__Instructions for the task__
Transcribe each entry so that it matches the original exactly.

----

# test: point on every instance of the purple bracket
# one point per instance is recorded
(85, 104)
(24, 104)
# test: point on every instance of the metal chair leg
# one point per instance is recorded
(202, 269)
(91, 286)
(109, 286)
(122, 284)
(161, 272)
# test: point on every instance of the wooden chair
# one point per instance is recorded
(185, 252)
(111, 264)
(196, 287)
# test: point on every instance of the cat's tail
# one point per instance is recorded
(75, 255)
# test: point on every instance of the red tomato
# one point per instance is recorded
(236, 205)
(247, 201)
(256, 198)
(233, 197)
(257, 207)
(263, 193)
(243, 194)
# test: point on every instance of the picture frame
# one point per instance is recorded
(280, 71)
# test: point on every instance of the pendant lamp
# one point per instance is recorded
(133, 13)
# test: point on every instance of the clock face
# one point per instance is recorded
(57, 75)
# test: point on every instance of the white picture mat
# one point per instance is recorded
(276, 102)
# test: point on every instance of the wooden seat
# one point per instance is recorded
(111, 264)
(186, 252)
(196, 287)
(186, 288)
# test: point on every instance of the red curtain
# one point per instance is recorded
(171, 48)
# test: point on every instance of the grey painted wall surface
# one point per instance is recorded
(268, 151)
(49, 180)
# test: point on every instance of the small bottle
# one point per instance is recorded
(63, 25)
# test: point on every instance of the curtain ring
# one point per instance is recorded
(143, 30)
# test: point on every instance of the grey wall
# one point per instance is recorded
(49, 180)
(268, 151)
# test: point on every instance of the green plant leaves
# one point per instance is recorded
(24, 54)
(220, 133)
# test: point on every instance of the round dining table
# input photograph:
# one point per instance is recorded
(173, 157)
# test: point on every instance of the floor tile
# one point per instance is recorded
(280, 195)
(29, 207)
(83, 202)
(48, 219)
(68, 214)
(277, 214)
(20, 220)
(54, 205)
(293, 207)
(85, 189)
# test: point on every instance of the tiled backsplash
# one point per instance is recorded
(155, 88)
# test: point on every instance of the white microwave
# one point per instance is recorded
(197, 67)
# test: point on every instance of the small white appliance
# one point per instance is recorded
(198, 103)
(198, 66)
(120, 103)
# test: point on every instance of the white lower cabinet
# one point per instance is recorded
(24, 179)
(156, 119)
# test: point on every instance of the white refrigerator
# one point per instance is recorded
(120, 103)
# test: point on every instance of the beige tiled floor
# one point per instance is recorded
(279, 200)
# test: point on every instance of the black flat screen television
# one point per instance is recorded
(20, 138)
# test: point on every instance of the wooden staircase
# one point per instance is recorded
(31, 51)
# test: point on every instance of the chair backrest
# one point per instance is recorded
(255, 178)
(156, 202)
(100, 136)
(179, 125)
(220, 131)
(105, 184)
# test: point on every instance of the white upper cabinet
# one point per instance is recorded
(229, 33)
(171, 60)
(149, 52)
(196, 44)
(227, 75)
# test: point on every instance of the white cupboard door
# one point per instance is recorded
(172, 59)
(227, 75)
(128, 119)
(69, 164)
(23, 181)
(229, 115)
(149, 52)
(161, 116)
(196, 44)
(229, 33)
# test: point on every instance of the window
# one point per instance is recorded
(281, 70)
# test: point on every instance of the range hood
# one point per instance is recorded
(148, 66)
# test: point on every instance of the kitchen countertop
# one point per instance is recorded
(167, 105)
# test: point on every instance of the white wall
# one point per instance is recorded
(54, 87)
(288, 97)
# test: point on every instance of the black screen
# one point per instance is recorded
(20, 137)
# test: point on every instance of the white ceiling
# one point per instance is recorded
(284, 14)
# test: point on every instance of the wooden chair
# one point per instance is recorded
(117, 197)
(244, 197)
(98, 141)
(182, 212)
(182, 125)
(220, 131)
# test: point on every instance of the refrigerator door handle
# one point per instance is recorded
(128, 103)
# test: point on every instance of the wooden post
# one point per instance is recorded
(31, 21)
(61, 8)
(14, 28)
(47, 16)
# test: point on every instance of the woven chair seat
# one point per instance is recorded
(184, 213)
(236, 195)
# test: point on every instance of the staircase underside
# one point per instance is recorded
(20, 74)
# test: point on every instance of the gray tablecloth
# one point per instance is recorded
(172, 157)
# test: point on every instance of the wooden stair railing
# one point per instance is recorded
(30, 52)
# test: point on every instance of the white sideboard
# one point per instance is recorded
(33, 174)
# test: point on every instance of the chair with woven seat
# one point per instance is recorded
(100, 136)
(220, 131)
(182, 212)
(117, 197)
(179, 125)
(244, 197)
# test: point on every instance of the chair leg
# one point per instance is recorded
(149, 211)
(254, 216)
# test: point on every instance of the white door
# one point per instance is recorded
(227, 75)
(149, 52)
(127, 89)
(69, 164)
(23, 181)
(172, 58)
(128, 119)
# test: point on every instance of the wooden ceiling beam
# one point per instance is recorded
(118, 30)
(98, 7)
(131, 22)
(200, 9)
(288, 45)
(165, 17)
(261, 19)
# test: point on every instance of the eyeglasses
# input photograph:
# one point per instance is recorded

----

__Exercise result__
# test: point on every instance of the purple bracket
# one point per instance is recorded
(85, 104)
(24, 104)
# test: point on every instance of the metal chair leg
# one point per instance is recorded
(202, 269)
(91, 286)
(109, 286)
(122, 284)
(161, 272)
# test: point on every instance of the wooden chair
# one point per instance is recorded
(185, 252)
(111, 264)
(196, 287)
# test: point on every instance of the cat's tail
# one point per instance is recorded
(75, 255)
# test: point on every instance of the red tomato
# one point per instance is recorded
(236, 205)
(247, 201)
(256, 198)
(233, 197)
(257, 207)
(263, 193)
(243, 194)
# test: point on every instance of the picture frame
# one point per instance is recorded
(280, 71)
# test: point on every instance of the pendant lamp
# one point per instance is recorded
(133, 13)
# test: point on every instance of the clock face
# one point per instance is recorded
(57, 75)
# test: point on every instance of the white picture mat
# one point per instance is recorded
(276, 102)
# test: point on every instance of the wooden seat
# one point per instance is recorded
(111, 264)
(186, 252)
(196, 287)
(186, 288)
# test: point on every instance of the red curtain
# one point per instance is recorded
(171, 48)
# test: point on every instance of the grey painted wall surface
# one point per instance is recorded
(268, 151)
(49, 180)
# test: point on every instance of the small bottle
# one point per instance is recorded
(63, 25)
# test: point on every instance of the curtain ring
# one point per instance is recorded
(143, 30)
# test: point on every instance of the grey wall
# one point per instance is recorded
(49, 180)
(268, 151)
# test: point on every instance of the green plant leaves
# one point per instance is recorded
(24, 54)
(220, 133)
# test: point on every instance of the round dining table
# input photograph:
# one point per instance is recorded
(173, 157)
# test: point on every instance of the floor tile
# one point per instance is recorded
(280, 195)
(29, 207)
(83, 202)
(48, 219)
(68, 214)
(277, 214)
(20, 220)
(54, 205)
(293, 207)
(85, 189)
# test: point on every instance of the tiled backsplash
# one point per instance is recorded
(155, 88)
# test: point on every instance of the white microwave
# one point per instance is recorded
(197, 67)
# test: point on every instance of the small white appliance
# one point per instance is recorded
(198, 103)
(198, 66)
(120, 103)
# test: point on every instance of the white lower cabinet
# one point per instance is recorded
(24, 179)
(156, 119)
# test: point on every instance of the white refrigerator
# one point per instance is recorded
(120, 103)
# test: point on every instance of the beige tiled floor
# one point per instance is recorded
(279, 200)
# test: point on every instance of the black flat screen television
# one point per instance is recorded
(20, 138)
# test: point on every instance of the wooden staircase
# one point per instance is recorded
(31, 51)
# test: point on every instance of the chair backrest
# one point per instance is recorded
(255, 178)
(156, 202)
(100, 136)
(179, 125)
(220, 131)
(105, 184)
# test: point on every instance of the white upper cabinet
# one point per instance is recorded
(229, 33)
(171, 60)
(149, 52)
(196, 44)
(227, 75)
# test: point on every instance of the white cupboard door
# one point per instance is recorded
(172, 59)
(227, 75)
(128, 119)
(69, 164)
(23, 181)
(229, 115)
(149, 52)
(161, 116)
(196, 44)
(229, 33)
# test: point on every instance of the window
# one point per instance is recorded
(281, 70)
# test: point on every instance of the range hood
# one point per instance is recorded
(148, 66)
# test: point on every instance of the kitchen countertop
# one point per instance is recorded
(167, 105)
# test: point on every instance of the white wall
# one point per instance is recorded
(54, 87)
(288, 97)
# test: point on every instance of the black screen
# one point per instance is recorded
(20, 137)
# test: point on every instance of the white ceiling
# one point per instance is recorded
(284, 14)
# test: point on every instance of the wooden chair
# one point per instance is recorded
(117, 197)
(244, 197)
(98, 141)
(182, 212)
(182, 125)
(220, 131)
# test: point on every instance of the refrigerator door handle
# one point per instance is recorded
(128, 103)
# test: point on every instance of the wooden post
# one point per instance is recorded
(31, 21)
(61, 8)
(14, 28)
(47, 16)
# test: point on every instance of the woven chair seat
# one point per instance is recorded
(184, 213)
(236, 195)
# test: point on every instance of the staircase underside
# one point per instance is recorded
(20, 74)
# test: point on every instance of the gray tablecloth
# one point per instance is recorded
(172, 157)
# test: point on every instance of the wooden stair railing
# one point per instance is recorded
(30, 52)
# test: point on every instance of the white sideboard
# one point per instance is recorded
(33, 174)
# test: point on every instance of the chair with woven seat
# one point per instance is recorded
(100, 136)
(220, 131)
(182, 212)
(117, 197)
(179, 125)
(244, 197)
# test: point on every instance of the chair leg
# one point per instance is recorded
(149, 211)
(254, 216)
# test: point on every instance of the white door
# one point per instance is recorded
(227, 75)
(149, 52)
(127, 89)
(69, 164)
(23, 181)
(172, 58)
(128, 119)
# test: point on every instance of the wooden ceiling beam
# one point per instance is recorded
(118, 30)
(98, 7)
(131, 22)
(200, 9)
(288, 45)
(165, 17)
(261, 19)
# test: point on every instance of the eyeglasses
# input photograph:
# one point per instance is recorded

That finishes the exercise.